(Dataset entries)
● ● ● ●
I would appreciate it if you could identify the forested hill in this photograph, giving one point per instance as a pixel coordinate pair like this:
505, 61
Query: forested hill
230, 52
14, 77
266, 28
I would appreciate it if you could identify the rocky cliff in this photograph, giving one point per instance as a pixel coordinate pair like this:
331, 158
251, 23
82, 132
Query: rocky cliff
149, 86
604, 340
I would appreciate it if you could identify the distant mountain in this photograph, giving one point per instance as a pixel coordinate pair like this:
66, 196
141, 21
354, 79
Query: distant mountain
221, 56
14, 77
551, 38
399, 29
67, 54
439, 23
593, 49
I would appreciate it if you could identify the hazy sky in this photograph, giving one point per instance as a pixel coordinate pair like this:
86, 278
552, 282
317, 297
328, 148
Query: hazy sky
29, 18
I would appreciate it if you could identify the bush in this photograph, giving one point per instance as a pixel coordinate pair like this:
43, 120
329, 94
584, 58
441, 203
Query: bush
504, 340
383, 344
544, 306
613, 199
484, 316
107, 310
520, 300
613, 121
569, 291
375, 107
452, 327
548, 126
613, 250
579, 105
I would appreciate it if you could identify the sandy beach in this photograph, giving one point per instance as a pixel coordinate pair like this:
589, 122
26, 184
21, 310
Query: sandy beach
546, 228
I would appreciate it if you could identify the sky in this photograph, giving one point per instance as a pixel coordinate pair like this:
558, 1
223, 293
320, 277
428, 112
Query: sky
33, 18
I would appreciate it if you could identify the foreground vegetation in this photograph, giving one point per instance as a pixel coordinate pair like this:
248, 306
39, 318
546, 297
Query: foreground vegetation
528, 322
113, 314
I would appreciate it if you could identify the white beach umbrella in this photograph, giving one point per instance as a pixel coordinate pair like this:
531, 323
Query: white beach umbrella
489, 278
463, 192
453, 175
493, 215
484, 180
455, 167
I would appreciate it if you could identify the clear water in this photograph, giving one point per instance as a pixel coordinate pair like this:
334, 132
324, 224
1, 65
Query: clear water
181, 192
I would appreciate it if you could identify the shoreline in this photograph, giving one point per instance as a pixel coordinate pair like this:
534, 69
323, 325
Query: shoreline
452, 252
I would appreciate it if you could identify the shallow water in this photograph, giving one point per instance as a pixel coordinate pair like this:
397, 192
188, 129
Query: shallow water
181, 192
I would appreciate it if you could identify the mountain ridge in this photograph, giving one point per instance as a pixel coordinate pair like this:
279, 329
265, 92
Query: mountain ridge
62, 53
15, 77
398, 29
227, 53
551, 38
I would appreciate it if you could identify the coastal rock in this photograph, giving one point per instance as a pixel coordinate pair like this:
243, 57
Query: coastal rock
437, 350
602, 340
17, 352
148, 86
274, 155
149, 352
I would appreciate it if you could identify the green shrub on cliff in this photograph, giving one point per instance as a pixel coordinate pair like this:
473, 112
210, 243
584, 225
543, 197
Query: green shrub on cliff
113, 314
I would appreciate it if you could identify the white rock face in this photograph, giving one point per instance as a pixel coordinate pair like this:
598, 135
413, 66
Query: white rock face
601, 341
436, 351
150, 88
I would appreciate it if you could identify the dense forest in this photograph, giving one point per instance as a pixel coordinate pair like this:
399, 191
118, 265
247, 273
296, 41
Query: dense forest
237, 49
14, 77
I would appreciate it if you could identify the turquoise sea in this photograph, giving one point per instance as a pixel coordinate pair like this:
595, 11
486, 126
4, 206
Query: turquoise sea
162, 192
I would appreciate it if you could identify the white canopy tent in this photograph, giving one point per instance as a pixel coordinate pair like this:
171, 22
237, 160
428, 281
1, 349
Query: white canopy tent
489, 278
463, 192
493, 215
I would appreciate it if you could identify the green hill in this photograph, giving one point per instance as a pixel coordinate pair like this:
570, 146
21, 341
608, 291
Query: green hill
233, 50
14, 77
● ● ● ●
• [AIM OF THE TASK] Write out each line exactly, beginning at the one with "Query: white rock face" and ending at the final line of the records above, with nothing added.

• [SOLUTION FOR THIS EXERCISE]
Query: white rock face
601, 341
436, 351
150, 88
I would appreciate it if you could identify the dense forest in this photograph, giving one point per instance as a pixel coordinate pair like this:
399, 191
118, 265
247, 273
296, 41
Query: dense forest
237, 49
14, 77
I would appreciate it if you could identify the turquoise sea in this photograph, giving one point per instance as a pixel coordinate pair like this:
595, 11
486, 126
4, 206
Query: turquoise sea
162, 192
I would appreciate it if you could identify the white canopy tent in this photograph, giving one point per instance as a pixel coordinate pair like this:
171, 22
237, 160
428, 281
1, 349
Query: white canopy tent
489, 278
463, 192
493, 215
I would appreciate it if you could identify the green hill in this photograph, giving one point per instance as a pixel coordinate pair like this:
570, 146
21, 341
608, 291
Query: green hill
233, 50
14, 77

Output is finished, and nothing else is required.